# TASK
Filter the listing, copying every line that contains the word "mountain". Case counts.

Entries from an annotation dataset

__________________________________________________

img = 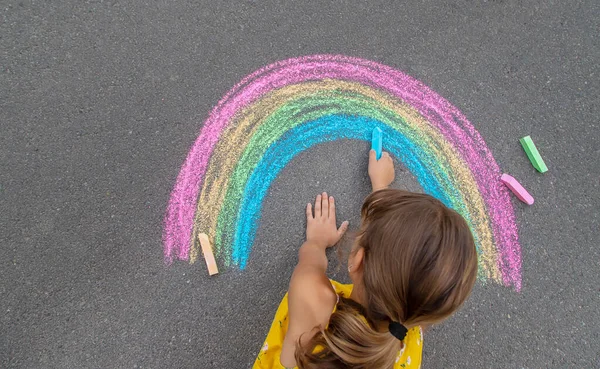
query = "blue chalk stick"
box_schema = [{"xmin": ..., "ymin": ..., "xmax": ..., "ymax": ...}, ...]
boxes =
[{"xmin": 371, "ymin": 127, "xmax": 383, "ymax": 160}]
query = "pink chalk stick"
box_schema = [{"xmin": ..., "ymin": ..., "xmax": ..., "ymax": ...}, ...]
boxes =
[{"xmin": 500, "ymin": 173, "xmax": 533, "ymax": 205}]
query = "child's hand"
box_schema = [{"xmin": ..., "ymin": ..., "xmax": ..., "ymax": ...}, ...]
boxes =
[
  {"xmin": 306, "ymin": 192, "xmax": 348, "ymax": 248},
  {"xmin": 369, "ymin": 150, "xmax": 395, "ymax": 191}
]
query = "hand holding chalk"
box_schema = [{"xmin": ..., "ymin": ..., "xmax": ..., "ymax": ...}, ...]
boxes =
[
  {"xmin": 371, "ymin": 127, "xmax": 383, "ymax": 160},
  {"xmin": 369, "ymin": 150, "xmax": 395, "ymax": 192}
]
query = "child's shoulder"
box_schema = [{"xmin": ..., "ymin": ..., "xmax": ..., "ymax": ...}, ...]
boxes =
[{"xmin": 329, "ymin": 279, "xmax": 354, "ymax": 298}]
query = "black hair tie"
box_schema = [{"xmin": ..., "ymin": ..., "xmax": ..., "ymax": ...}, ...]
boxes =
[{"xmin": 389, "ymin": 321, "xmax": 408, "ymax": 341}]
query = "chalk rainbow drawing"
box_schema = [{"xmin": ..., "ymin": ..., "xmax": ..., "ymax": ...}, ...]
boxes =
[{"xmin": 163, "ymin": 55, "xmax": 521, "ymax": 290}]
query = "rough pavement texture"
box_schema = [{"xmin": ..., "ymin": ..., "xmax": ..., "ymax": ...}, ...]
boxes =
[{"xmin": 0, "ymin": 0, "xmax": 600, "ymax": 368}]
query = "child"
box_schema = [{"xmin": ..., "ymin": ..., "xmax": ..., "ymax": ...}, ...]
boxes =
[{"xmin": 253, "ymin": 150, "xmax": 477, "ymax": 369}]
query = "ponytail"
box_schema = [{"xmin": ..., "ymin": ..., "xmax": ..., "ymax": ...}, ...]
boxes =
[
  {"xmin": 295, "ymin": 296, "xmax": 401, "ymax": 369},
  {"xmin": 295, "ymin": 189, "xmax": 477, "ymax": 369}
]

__________________________________________________

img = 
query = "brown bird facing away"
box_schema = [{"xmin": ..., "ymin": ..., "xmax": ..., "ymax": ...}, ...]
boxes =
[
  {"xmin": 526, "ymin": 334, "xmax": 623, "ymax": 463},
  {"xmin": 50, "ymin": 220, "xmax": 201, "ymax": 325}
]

__________________________________________________

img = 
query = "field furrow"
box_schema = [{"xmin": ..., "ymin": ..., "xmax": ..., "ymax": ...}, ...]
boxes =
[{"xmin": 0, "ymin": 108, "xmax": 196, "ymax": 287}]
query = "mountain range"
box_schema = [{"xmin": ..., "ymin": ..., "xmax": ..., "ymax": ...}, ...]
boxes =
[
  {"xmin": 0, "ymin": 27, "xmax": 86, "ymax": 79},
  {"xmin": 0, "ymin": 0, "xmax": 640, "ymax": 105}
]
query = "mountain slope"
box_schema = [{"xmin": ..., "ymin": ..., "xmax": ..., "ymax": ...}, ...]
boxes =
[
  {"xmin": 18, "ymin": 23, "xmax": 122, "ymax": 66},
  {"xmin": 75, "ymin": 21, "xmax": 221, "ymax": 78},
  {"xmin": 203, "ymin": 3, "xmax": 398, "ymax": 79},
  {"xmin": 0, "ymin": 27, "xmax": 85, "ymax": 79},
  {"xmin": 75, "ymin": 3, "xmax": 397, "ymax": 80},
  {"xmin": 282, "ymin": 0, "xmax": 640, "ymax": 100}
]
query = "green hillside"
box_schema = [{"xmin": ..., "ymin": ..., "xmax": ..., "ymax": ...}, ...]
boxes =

__________________________________________________

# THE RESPONSE
query = "mountain range"
query = "mountain slope"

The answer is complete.